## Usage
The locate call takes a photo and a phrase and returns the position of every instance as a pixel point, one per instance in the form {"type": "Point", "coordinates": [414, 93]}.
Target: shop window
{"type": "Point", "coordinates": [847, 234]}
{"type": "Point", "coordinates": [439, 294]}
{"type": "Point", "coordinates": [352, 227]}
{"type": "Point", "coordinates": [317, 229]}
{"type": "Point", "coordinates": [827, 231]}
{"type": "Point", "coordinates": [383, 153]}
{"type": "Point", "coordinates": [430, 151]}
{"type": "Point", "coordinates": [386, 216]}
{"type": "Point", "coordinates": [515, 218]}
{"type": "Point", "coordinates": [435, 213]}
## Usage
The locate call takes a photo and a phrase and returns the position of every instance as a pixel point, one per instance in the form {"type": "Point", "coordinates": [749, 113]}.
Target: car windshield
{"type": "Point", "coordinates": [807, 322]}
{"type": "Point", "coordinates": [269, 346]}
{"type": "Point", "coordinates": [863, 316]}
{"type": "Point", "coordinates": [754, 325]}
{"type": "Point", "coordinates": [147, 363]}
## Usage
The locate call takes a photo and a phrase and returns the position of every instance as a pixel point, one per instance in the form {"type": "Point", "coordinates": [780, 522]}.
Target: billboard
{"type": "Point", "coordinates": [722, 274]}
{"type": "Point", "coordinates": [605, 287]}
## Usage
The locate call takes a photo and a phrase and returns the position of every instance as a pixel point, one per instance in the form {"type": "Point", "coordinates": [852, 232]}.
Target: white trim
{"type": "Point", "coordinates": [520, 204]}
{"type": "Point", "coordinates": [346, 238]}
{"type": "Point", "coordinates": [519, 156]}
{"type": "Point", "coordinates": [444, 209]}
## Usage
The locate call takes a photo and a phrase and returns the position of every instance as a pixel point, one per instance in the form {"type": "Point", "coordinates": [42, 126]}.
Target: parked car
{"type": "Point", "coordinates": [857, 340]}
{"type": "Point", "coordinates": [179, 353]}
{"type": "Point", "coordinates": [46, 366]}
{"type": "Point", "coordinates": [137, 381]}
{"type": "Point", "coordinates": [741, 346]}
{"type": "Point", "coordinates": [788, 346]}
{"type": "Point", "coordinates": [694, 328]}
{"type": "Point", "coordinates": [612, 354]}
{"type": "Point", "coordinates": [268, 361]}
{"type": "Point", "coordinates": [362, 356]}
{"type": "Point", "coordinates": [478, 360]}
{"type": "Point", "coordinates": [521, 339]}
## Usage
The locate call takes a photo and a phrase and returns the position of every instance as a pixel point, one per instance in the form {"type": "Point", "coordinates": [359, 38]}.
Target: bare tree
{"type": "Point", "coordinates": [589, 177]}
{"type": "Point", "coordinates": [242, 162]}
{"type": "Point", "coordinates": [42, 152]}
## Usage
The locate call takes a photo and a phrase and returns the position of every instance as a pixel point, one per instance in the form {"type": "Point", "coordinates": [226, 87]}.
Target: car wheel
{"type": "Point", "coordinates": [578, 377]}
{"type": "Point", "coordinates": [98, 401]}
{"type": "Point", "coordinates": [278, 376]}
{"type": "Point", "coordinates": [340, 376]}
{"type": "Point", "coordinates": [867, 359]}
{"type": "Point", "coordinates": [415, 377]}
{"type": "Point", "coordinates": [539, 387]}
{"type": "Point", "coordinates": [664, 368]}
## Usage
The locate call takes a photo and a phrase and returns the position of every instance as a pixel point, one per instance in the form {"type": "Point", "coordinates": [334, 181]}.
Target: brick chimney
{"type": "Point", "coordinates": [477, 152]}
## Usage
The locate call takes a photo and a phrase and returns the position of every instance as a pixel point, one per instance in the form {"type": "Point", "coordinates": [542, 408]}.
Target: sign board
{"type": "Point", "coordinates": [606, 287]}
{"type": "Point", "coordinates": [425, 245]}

++++++++++++++++++++

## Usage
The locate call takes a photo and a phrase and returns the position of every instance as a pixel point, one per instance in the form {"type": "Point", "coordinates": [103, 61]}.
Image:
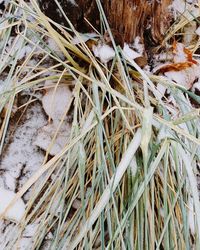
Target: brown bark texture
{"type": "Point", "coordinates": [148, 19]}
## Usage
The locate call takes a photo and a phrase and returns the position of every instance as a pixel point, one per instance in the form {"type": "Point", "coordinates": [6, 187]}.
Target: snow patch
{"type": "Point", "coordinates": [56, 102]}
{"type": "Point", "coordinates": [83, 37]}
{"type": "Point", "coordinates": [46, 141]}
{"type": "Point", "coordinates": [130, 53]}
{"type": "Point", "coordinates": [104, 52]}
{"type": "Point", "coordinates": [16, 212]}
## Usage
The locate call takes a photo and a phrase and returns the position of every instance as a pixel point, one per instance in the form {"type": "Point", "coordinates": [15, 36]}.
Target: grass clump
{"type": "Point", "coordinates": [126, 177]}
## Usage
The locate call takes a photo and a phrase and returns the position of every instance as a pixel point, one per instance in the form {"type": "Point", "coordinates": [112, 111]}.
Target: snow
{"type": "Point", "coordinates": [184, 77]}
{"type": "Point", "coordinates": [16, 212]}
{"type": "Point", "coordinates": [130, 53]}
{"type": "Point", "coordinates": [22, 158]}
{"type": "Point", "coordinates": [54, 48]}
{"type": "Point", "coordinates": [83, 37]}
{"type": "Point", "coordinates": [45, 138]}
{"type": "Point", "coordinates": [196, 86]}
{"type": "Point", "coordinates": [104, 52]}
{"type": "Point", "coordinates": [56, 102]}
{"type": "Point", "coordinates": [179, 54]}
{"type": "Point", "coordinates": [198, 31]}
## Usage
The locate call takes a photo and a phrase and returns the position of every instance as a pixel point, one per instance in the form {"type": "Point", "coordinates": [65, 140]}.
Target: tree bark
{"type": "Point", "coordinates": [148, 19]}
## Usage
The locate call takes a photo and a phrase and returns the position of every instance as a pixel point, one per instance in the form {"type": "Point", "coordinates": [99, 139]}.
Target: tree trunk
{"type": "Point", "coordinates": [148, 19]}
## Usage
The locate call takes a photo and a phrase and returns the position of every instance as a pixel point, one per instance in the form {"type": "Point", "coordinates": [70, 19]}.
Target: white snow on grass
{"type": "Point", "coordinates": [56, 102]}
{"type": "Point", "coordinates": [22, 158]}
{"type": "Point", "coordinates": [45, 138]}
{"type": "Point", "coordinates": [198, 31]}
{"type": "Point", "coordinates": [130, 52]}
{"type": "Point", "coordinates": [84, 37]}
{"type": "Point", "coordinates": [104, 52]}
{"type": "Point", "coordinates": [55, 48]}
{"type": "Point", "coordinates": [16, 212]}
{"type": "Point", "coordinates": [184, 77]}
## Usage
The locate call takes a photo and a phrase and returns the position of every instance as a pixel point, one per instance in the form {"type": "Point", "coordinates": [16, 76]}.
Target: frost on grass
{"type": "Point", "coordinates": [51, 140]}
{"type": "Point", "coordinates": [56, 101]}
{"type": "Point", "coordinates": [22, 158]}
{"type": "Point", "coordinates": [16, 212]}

++++++++++++++++++++

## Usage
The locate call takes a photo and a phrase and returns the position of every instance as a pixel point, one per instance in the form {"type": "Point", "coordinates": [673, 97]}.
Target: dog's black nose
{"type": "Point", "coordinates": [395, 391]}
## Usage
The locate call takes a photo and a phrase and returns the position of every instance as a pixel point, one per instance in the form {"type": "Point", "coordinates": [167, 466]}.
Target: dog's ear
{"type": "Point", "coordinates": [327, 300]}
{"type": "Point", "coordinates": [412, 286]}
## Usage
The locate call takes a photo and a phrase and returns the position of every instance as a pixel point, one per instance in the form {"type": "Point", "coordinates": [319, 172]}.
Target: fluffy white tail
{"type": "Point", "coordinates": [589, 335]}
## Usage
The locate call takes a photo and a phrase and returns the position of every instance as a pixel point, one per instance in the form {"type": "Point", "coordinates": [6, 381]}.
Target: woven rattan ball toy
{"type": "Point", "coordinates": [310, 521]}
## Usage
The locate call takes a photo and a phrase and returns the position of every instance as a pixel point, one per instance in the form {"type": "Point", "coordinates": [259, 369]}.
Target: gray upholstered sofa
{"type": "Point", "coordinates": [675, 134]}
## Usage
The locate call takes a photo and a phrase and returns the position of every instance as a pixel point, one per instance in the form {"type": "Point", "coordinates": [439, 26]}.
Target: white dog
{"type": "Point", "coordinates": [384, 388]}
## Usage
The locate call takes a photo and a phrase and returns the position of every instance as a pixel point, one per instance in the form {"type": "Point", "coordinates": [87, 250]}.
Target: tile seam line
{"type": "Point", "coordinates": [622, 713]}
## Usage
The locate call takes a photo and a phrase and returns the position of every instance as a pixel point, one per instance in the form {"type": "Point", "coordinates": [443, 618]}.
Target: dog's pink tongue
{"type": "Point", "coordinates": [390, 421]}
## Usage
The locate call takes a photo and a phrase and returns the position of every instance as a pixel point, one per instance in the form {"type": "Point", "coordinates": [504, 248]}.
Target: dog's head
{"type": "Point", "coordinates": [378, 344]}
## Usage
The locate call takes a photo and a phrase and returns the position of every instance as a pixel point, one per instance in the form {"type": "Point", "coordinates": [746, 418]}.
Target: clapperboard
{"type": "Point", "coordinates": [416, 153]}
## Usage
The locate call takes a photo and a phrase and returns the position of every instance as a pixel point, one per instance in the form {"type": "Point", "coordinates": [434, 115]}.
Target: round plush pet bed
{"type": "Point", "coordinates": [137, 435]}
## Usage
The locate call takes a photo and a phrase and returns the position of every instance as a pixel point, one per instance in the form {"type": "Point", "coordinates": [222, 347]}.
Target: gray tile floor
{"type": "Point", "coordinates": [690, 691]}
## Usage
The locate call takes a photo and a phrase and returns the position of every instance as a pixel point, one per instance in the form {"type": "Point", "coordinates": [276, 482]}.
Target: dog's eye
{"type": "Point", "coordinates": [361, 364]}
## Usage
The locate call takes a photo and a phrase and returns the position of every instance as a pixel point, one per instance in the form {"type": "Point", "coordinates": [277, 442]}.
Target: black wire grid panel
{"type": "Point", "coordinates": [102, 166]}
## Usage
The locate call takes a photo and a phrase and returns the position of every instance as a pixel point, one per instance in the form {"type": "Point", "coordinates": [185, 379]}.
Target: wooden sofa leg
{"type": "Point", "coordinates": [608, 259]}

++++++++++++++++++++

WHAT YOU NEED TO DO » Show every line of the records above that contains the word "tree".

RESPONSE BELOW »
Target: bare tree
Target: tree bark
Target: tree trunk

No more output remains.